Text to read:
Summary of Purpose: “To amend the State Constitution by providing the Legislature with authority to exempt tangible machinery and equipment personal property directly used in business activity and tangible inventory personal property directly used in business activity and personal property tax on motor vehicles from ad valorem property taxation by general law.”

Full Text of the Amendment: (The new language to be added appears in bold italic and comes near the bottom of this passage; the text appears as a single paragraph in the Constitution but has been broken into three here for easier reading.)

§1. Taxation and finance.

Subject to the exceptions in this section contained, taxation shall be equal and uniform throughout the state, and all property, both real and personal, shall be taxed in proportion to its value to be ascertained as directed by law.

No one species of property from which a tax may be collected shall be taxed higher than any other species of property of equal value; except that the aggregate of taxes assessed in any one year upon personal property employed exclusively in agriculture, including horticulture and grazing, products of agriculture as above defined, including livestock, while owned by the producer, and money, notes, bonds, bills and accounts receivable, stocks and other similar intangible personal property shall not exceed fifty cents on each one hundred dollars of value thereon and upon all property owned, used and occupied by the owner thereof exclusively for residential purposes and upon farms occupied and cultivated by their owners or bona fide tenants, one dollar; and upon all other property situated outside of municipalities, one dollar and fifty cents; and upon all other property situated within municipalities, two dollars; and the Legislature shall further provide by general law for increasing the maximum rates, authorized to be fixed, by the different levying bodies upon all classes of property, by submitting the question to the voters of the taxing units affected, but no increase shall be effective unless at least sixty percent of the qualified voters shall favor such increase, and such increase shall not continue for a longer period than three years at any one time, and shall never exceed by more than fifty percent the maximum rate herein provided and prescribed by law; and the revenue derived from this source shall be apportioned by the Legislature among the levying units of the state in proportion to the levy laid in said units upon real and other personal property; but property used for educational, literary, scientific, religious or charitable purposes, all cemeteries, public property, tangible machinery and equipment personal property directly used in business activity, tangible inventory personal property directly used in business activity, personal property tax on motor vehicles, the personal property, including livestock, employed exclusively in agriculture as above defined and the products of agriculture as so defined while owned by the producers may by law be exempted from taxation; household goods to the value of two hundred dollars shall be exempted from taxation.

The Legislature shall have authority to tax privileges, franchises, and incomes of persons and corporations and to classify and graduate the tax on all incomes according to the amount thereof and to exempt from taxation incomes below a minimum to be fixed from time to time, and such revenues as may be derived from such tax may be appropriated as the Legislature may provide. After the year nineteen hundred thirty-three, the rate of the state tax upon property shall not exceed one cent upon the hundred dollars valuation, except to pay the principal and interest of bonded indebtedness of the state now existing.

Given information:
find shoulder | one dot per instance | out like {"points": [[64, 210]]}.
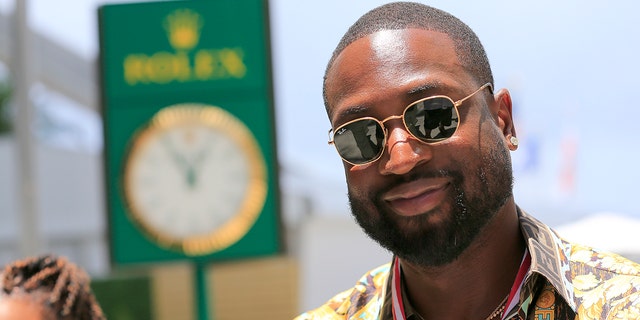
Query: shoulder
{"points": [[605, 285], [362, 301]]}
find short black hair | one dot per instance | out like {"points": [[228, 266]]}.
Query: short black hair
{"points": [[403, 15]]}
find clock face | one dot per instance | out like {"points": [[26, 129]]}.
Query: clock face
{"points": [[194, 179]]}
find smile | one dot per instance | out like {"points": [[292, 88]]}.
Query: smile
{"points": [[417, 197]]}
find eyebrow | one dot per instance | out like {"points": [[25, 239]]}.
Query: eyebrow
{"points": [[424, 88], [361, 109]]}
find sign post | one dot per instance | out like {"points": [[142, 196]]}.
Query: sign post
{"points": [[190, 150]]}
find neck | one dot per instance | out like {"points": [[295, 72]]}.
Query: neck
{"points": [[477, 281]]}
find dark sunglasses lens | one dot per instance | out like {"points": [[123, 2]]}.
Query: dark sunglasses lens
{"points": [[359, 142], [432, 120]]}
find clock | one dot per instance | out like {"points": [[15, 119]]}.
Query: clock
{"points": [[194, 179]]}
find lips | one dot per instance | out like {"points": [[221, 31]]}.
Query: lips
{"points": [[416, 197]]}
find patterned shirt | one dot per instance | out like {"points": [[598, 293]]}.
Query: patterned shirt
{"points": [[565, 281]]}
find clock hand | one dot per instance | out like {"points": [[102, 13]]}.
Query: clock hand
{"points": [[184, 165], [194, 165]]}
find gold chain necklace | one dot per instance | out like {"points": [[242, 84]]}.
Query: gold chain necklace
{"points": [[499, 309]]}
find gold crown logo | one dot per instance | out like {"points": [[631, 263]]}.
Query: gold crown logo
{"points": [[183, 28]]}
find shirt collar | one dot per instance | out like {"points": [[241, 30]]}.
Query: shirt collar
{"points": [[549, 255]]}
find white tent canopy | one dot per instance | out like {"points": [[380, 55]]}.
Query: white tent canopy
{"points": [[608, 231]]}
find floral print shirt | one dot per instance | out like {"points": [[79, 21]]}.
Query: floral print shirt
{"points": [[565, 281]]}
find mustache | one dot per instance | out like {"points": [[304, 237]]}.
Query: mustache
{"points": [[454, 175]]}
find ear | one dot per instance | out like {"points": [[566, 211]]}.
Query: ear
{"points": [[505, 118]]}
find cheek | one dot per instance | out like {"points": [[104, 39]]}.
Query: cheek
{"points": [[361, 180]]}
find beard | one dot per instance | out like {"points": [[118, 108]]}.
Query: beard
{"points": [[422, 242]]}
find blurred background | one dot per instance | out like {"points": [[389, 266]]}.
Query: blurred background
{"points": [[570, 66]]}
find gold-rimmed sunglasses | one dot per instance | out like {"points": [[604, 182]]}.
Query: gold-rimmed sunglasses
{"points": [[430, 120]]}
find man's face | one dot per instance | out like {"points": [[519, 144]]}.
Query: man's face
{"points": [[424, 202]]}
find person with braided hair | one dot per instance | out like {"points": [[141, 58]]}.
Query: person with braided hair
{"points": [[47, 287]]}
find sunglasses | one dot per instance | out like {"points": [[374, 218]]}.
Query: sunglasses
{"points": [[430, 120]]}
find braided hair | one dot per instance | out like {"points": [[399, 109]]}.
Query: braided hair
{"points": [[58, 284]]}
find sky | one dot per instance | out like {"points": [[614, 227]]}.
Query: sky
{"points": [[571, 67]]}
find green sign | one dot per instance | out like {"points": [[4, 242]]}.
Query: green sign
{"points": [[190, 148]]}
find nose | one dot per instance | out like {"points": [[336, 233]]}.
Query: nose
{"points": [[403, 151]]}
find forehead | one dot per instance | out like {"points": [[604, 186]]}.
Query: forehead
{"points": [[390, 62]]}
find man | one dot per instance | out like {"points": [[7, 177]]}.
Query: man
{"points": [[47, 287], [443, 205]]}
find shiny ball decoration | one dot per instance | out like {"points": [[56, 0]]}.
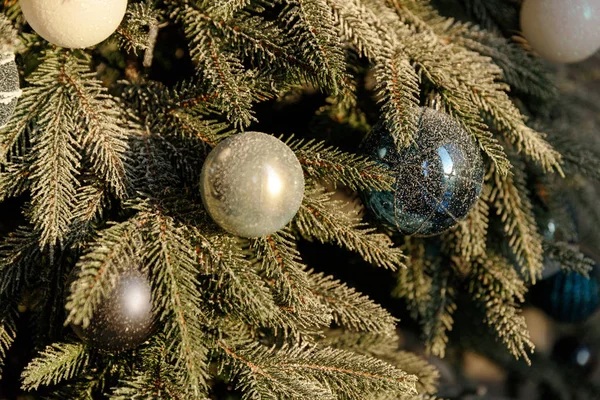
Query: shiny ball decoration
{"points": [[574, 353], [252, 184], [563, 31], [124, 319], [74, 23], [438, 179], [9, 87], [568, 296]]}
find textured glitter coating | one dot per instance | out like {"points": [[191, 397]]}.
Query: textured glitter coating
{"points": [[569, 297], [9, 88], [562, 31], [74, 23], [438, 179], [252, 184], [124, 319]]}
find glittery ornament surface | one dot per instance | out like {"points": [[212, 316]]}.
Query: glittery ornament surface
{"points": [[252, 184], [124, 319], [74, 23], [568, 297], [562, 31], [574, 353], [438, 179], [9, 87]]}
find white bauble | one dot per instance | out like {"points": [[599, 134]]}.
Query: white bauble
{"points": [[562, 31], [9, 87], [74, 23], [252, 184]]}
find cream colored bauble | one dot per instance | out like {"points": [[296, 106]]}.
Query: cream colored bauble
{"points": [[74, 23], [562, 31]]}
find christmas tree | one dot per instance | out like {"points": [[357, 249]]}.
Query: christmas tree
{"points": [[272, 199]]}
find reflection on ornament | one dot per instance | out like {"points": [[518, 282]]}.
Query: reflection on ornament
{"points": [[572, 352], [74, 23], [252, 184], [124, 319], [9, 87], [563, 31], [438, 179], [568, 297]]}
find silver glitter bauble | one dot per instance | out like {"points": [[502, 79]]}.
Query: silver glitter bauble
{"points": [[9, 87], [438, 179], [74, 23], [124, 319], [562, 31], [252, 184]]}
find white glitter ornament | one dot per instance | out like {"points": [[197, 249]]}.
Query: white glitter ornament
{"points": [[9, 87], [74, 23], [252, 184], [563, 31]]}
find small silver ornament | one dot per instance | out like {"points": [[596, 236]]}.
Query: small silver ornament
{"points": [[438, 179], [563, 31], [124, 319], [252, 184], [9, 87]]}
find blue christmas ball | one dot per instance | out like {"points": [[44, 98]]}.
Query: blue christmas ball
{"points": [[438, 179], [569, 297]]}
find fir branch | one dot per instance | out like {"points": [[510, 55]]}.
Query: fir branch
{"points": [[57, 159], [99, 269], [469, 239], [520, 69], [386, 348], [311, 24], [359, 25], [105, 137], [351, 309], [280, 262], [438, 317], [398, 90], [308, 372], [328, 164], [229, 81], [186, 111], [171, 258], [498, 288], [510, 122], [324, 220], [510, 198], [569, 259], [8, 35], [20, 259], [13, 179], [61, 361], [137, 28], [413, 283], [225, 9], [8, 330], [154, 379], [236, 287], [445, 70]]}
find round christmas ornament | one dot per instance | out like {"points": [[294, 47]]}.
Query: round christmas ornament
{"points": [[438, 179], [571, 351], [9, 87], [252, 184], [124, 319], [562, 31], [74, 23], [568, 297]]}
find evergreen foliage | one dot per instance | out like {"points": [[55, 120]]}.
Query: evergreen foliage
{"points": [[106, 160]]}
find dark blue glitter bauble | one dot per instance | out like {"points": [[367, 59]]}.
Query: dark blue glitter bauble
{"points": [[568, 297], [438, 179]]}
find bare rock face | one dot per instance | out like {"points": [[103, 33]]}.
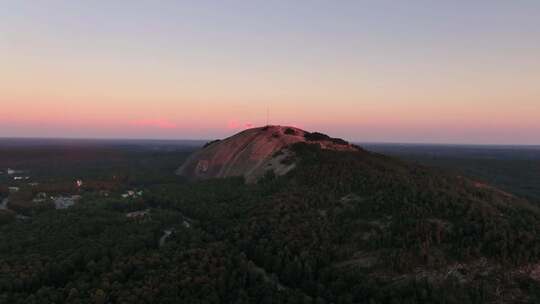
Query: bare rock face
{"points": [[254, 152]]}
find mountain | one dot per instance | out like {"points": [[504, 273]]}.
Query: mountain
{"points": [[340, 225], [349, 226], [254, 153]]}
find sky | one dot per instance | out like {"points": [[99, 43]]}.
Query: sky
{"points": [[375, 71]]}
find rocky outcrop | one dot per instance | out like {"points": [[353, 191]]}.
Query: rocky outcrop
{"points": [[254, 152]]}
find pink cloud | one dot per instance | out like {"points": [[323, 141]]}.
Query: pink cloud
{"points": [[235, 125], [155, 123]]}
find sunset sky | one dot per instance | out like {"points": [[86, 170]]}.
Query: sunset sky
{"points": [[379, 71]]}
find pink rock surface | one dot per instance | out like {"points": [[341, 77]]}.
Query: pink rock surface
{"points": [[251, 153]]}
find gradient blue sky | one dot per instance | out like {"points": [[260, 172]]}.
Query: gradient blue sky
{"points": [[400, 71]]}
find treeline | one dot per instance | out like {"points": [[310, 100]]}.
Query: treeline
{"points": [[342, 227]]}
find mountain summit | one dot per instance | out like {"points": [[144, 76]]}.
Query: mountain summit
{"points": [[254, 152]]}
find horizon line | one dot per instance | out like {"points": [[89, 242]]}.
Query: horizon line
{"points": [[202, 140]]}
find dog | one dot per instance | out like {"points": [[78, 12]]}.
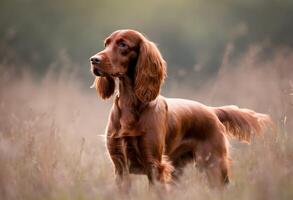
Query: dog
{"points": [[157, 136]]}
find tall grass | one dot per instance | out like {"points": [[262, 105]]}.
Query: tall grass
{"points": [[52, 144]]}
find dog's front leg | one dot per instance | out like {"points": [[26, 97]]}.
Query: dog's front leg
{"points": [[117, 148]]}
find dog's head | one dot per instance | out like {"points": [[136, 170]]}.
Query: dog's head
{"points": [[129, 53]]}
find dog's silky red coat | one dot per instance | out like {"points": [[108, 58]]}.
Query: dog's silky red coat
{"points": [[157, 136]]}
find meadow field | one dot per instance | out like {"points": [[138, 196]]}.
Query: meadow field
{"points": [[52, 143]]}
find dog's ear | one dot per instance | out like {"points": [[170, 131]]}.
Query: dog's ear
{"points": [[150, 72], [105, 86]]}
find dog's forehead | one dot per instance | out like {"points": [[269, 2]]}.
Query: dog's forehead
{"points": [[130, 35]]}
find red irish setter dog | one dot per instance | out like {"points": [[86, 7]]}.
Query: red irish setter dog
{"points": [[157, 136]]}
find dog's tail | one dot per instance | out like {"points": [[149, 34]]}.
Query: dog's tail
{"points": [[243, 123]]}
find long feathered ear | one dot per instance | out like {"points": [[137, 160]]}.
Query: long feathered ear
{"points": [[105, 86], [150, 72]]}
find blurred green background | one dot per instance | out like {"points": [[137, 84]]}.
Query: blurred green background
{"points": [[192, 34]]}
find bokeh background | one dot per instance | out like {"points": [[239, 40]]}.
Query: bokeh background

To be done:
(A) Transcribe the amendment text from "Full Text of" up to and including "Taxation and finance.".
(B) Render this sentence from the amendment text in Spanish: "Subject to the exceptions in this section contained, taxation shall be equal and uniform throughout the state, and all property, both real and personal, shall be taxed in proportion to its value to be ascertained as directed by law."

Answers by task:
(A)
Full Text of the Amendment: (The new language to be added appears in bold italic and comes near the bottom of this passage; the text appears as a single paragraph in the Constitution but has been broken into three here for easier reading.)

§1. Taxation and finance.

(B) Sujeto a las excepciones contenidas en esta sección, la tributación será igual y uniforme en todo el estado, y todos los bienes, tanto inmuebles como muebles, serán gravados en proporción a su valor, el cual se determinará según lo disponga la ley.